▸ **SUPPLIED ENTRIES**:
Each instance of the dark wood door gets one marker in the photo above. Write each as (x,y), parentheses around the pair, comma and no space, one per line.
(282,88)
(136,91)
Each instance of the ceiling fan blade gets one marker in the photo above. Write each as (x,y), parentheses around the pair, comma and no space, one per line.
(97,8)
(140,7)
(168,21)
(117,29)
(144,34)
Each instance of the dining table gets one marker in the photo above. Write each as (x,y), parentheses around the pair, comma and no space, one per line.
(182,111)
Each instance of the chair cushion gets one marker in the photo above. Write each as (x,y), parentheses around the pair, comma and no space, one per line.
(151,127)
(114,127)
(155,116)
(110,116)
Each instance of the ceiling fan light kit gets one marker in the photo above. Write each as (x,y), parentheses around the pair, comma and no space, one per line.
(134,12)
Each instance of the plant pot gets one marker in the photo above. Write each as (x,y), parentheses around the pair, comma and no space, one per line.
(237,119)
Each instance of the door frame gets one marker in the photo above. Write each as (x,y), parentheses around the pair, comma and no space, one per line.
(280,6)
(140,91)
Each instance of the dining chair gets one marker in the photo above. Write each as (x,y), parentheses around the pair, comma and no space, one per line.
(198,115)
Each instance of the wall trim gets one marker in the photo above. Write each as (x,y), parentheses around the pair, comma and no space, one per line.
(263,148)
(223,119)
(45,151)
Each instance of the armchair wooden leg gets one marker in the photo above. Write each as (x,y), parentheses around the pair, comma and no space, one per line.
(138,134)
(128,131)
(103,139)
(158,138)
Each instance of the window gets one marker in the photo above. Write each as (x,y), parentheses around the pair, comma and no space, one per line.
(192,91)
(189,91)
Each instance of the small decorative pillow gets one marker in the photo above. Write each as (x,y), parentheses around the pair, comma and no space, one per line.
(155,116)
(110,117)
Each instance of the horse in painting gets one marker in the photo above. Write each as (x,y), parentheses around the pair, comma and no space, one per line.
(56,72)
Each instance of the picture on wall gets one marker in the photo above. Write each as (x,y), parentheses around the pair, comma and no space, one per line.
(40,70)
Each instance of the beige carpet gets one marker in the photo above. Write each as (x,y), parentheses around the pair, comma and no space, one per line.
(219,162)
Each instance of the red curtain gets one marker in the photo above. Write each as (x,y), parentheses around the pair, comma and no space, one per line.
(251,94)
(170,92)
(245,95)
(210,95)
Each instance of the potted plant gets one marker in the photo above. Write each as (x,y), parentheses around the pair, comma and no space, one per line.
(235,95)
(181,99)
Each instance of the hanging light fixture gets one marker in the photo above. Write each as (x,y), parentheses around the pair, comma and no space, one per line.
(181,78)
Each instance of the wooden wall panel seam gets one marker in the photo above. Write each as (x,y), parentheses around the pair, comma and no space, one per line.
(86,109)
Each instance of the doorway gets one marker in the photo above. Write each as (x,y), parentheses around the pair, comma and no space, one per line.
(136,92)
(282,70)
--
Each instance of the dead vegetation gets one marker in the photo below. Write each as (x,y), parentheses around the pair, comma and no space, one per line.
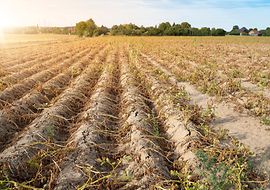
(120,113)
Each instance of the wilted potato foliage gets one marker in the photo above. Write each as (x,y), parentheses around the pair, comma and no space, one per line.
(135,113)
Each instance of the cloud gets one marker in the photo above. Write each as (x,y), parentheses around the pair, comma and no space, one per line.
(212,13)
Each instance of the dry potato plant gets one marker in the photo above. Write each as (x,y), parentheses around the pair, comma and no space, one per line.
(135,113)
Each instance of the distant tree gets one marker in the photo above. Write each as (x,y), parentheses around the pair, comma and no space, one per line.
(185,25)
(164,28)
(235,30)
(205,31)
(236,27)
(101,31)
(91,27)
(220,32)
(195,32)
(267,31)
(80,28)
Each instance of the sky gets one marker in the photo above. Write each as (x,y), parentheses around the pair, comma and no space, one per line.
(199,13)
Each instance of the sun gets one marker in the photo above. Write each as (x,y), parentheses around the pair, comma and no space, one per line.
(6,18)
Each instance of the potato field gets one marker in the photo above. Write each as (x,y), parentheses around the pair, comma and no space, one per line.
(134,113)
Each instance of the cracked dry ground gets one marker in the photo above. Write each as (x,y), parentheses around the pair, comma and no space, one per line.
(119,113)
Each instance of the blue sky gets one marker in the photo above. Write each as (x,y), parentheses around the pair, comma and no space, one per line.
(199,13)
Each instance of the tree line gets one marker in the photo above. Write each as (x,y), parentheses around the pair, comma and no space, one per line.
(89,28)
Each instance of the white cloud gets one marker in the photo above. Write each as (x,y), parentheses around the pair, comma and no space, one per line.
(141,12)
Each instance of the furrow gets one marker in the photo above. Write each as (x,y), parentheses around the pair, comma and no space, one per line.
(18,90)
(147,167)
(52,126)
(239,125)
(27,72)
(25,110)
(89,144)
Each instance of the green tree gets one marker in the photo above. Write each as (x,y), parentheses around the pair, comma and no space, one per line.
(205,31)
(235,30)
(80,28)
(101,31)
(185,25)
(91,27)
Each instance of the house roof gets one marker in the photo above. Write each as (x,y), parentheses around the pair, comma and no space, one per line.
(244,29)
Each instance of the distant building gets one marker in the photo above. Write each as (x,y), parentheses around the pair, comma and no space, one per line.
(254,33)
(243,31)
...
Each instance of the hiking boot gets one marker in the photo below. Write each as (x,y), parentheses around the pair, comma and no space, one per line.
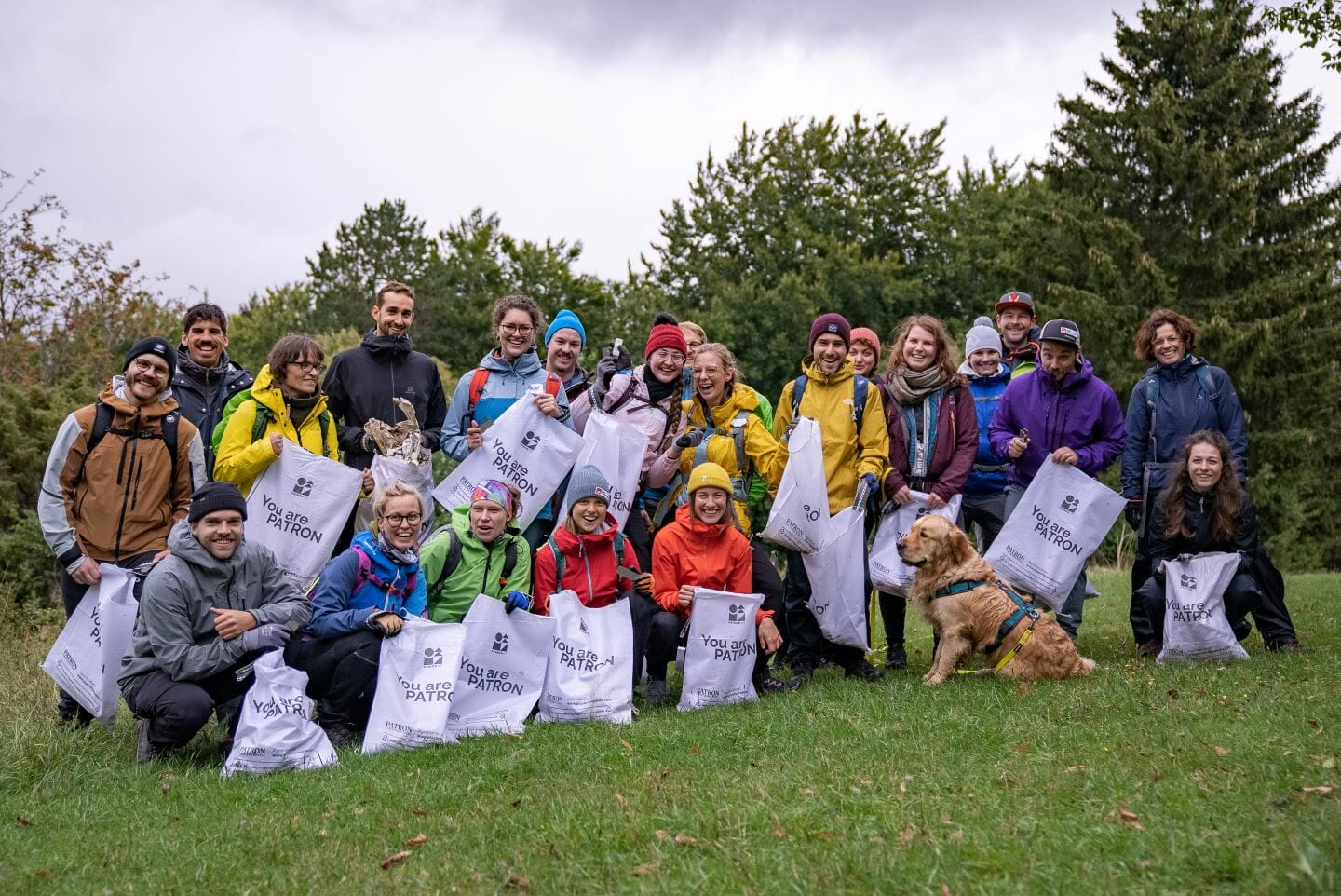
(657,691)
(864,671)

▸ **OBJECTIVE**:
Filter the entries above and copy out every line that contains the word "distant".

▸ **TASK RESULT**:
Each instance of the distant tree gets one marker in the photo above. Write each as (x,y), parentheses around the pair, comma and no space, one per line.
Each instance of the distant building gets one marker in the photo above. Write each as (x,y), parentheses around the pair, comma and no space, one per line.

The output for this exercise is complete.